Request: Extract exactly and only the lines from the one containing "Q: Identify one point on each instance of the black smartphone." through the end of the entries below. Pictures should not appear in the copy.

━━ Data extract ━━

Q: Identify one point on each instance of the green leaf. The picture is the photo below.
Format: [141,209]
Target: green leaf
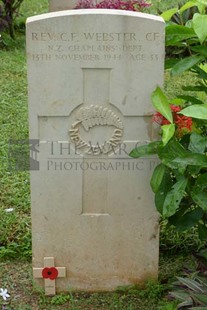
[187,220]
[177,33]
[201,73]
[200,26]
[168,14]
[201,299]
[167,133]
[174,197]
[199,193]
[186,6]
[190,99]
[191,159]
[161,104]
[157,177]
[180,295]
[197,144]
[144,150]
[195,88]
[196,111]
[185,64]
[200,49]
[164,188]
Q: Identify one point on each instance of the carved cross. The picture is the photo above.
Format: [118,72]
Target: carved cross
[101,121]
[49,273]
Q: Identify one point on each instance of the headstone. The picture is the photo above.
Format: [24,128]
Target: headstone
[90,75]
[60,5]
[49,273]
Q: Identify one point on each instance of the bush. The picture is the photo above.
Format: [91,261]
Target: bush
[9,10]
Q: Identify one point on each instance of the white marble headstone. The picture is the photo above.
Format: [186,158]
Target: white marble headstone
[60,5]
[90,75]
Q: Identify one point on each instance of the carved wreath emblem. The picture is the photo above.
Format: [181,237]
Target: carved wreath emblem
[91,116]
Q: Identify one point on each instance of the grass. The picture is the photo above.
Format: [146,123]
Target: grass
[15,235]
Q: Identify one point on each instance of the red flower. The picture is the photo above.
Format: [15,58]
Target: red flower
[183,123]
[50,273]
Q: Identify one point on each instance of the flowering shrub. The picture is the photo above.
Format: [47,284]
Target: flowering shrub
[8,11]
[180,180]
[133,5]
[183,123]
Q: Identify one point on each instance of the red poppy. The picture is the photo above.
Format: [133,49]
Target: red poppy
[50,273]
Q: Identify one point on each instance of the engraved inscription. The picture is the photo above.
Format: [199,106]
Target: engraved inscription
[89,117]
[97,46]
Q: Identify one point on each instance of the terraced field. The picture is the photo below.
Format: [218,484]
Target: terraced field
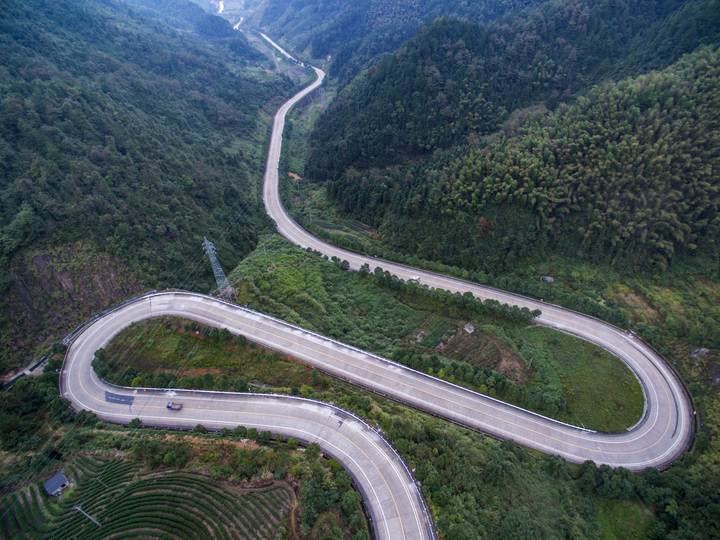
[131,504]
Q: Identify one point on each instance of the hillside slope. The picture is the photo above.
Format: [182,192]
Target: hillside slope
[124,132]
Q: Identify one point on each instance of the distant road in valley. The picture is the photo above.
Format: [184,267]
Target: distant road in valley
[388,488]
[661,436]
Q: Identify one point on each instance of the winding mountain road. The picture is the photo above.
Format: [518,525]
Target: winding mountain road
[388,488]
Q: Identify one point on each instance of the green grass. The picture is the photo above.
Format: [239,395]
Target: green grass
[624,520]
[173,505]
[601,391]
[170,347]
[308,291]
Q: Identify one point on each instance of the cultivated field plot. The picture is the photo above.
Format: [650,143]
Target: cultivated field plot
[166,505]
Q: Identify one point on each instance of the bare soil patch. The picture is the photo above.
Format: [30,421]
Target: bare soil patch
[441,336]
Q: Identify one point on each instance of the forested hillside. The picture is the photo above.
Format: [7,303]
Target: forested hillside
[627,175]
[459,149]
[354,32]
[123,131]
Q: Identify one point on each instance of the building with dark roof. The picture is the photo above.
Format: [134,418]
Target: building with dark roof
[56,484]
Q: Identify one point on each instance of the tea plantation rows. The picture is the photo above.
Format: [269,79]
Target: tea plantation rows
[129,503]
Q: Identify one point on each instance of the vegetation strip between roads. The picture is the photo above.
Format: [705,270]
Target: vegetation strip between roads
[650,443]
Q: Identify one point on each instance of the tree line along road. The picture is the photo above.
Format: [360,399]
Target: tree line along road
[388,488]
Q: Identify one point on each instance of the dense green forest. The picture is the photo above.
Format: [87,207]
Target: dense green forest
[130,134]
[102,108]
[353,33]
[588,178]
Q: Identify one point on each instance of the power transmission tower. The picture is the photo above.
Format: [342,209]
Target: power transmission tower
[224,288]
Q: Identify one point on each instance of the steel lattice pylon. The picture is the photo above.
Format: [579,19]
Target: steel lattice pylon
[224,288]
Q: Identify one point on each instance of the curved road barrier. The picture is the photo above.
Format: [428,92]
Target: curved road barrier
[659,438]
[387,486]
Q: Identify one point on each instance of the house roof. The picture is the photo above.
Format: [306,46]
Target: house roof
[55,483]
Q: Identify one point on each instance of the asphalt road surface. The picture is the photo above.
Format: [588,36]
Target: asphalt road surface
[388,489]
[665,429]
[387,486]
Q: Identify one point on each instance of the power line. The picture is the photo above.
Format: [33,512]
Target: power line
[224,288]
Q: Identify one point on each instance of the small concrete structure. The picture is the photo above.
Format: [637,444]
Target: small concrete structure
[56,484]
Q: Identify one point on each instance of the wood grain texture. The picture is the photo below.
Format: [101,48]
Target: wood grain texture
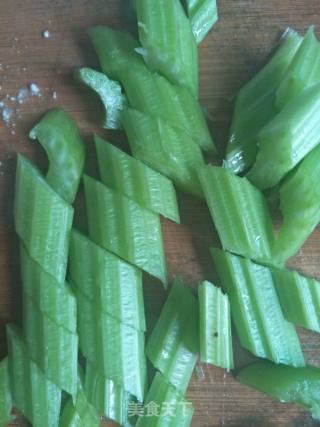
[242,40]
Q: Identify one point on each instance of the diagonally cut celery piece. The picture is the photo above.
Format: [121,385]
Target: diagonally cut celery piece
[136,180]
[256,310]
[215,326]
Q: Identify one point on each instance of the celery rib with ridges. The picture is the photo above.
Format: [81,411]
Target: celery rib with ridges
[136,180]
[256,310]
[173,345]
[256,105]
[239,212]
[215,326]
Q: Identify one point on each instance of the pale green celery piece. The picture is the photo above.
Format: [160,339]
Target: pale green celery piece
[166,149]
[299,205]
[203,14]
[287,384]
[136,180]
[169,45]
[215,326]
[109,398]
[109,92]
[37,398]
[43,220]
[255,105]
[110,283]
[165,406]
[290,136]
[239,212]
[123,227]
[304,70]
[53,348]
[173,346]
[256,310]
[299,297]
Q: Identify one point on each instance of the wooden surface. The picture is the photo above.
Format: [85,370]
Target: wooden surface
[240,43]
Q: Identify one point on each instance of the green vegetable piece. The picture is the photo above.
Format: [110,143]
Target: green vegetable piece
[37,398]
[59,135]
[168,43]
[174,343]
[239,212]
[123,227]
[165,406]
[203,14]
[137,181]
[215,327]
[111,284]
[168,150]
[290,136]
[109,92]
[52,347]
[42,220]
[294,385]
[255,105]
[256,310]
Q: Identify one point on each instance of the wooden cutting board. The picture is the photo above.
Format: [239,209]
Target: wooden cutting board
[245,35]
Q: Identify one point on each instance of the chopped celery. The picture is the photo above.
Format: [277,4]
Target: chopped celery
[165,406]
[136,180]
[166,149]
[52,347]
[110,283]
[290,136]
[203,14]
[239,212]
[295,385]
[174,343]
[109,92]
[256,310]
[42,219]
[299,297]
[255,105]
[215,326]
[59,135]
[168,43]
[37,398]
[123,227]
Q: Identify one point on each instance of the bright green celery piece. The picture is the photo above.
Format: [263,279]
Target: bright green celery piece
[146,91]
[116,349]
[5,394]
[203,14]
[53,299]
[255,105]
[174,343]
[59,135]
[299,205]
[108,397]
[256,310]
[290,136]
[169,45]
[109,92]
[292,385]
[304,70]
[215,326]
[165,406]
[37,398]
[113,285]
[239,212]
[43,220]
[299,297]
[166,149]
[136,180]
[123,227]
[52,347]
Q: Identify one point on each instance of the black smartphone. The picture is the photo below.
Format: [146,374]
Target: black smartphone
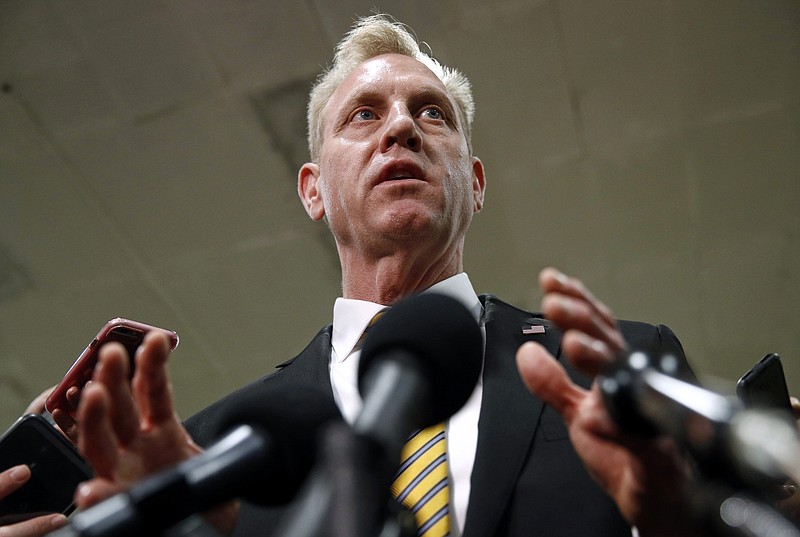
[56,469]
[764,386]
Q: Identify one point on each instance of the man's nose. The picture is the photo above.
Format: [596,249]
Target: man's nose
[401,129]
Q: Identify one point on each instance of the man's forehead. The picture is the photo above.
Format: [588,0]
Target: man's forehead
[387,68]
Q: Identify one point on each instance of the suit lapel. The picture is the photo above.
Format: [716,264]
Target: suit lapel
[509,414]
[310,367]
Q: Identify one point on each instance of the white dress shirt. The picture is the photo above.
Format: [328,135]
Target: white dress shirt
[350,318]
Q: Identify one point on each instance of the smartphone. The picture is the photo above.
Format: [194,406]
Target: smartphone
[764,386]
[125,331]
[56,469]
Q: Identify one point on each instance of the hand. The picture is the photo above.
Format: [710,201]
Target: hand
[65,423]
[646,478]
[12,479]
[130,431]
[790,503]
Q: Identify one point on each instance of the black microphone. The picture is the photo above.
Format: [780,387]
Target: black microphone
[419,365]
[755,448]
[265,456]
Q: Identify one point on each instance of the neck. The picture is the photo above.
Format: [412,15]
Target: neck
[389,278]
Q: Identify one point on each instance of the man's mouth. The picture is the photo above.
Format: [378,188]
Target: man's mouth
[401,171]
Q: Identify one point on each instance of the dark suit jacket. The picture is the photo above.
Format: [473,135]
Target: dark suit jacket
[527,479]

━━━

Full output:
Q: Identify one point on each instance of the black smartphone. The picture is the photo below.
Format: [146,374]
Target: black smartphone
[56,469]
[764,386]
Q: Identify one point on each instance of the man's nose. The picture is the photo above.
Format: [596,249]
Target: man's nose
[401,129]
Q: Identify one point on each instance of the man's forehead. The picture is the photo above.
Format: [588,0]
Target: man's forehead
[387,68]
Q: Identify one point on each instance of the suit lapel. The picture is the photo above.
Format: [716,264]
Target: suit lapel
[509,414]
[310,367]
Q: Identify one point on each instance of the white dress shirt. The picture is the photo above.
Format: [328,135]
Target: white dress shirt
[350,318]
Q: Identify one point on each instance of the smartphone. The picture is the photo above.
Format: [194,406]
Target: smartphone
[764,386]
[125,331]
[56,469]
Q: Identify one point on each instance of the hand. The picture is the photo above.
Format: [710,201]
Target: hand
[65,423]
[646,478]
[12,479]
[130,431]
[790,503]
Q: Identify one point on each instance of the black microphone. The picture is the photo above.
Format: [780,387]
Target: black microphone
[419,365]
[755,448]
[265,456]
Q: Identify one point on each instance of the neck. The picture is the photo above.
Format: [412,15]
Target: neck
[389,278]
Q: Identify one point on each instance of the man's mouth. The picture is the photo above.
Format: [378,188]
Target: man's mouth
[401,171]
Q: Identify one point on each instance of the dark suit jacket. The picture is the photo above.
Format: [473,135]
Target: dark suit jacket
[527,479]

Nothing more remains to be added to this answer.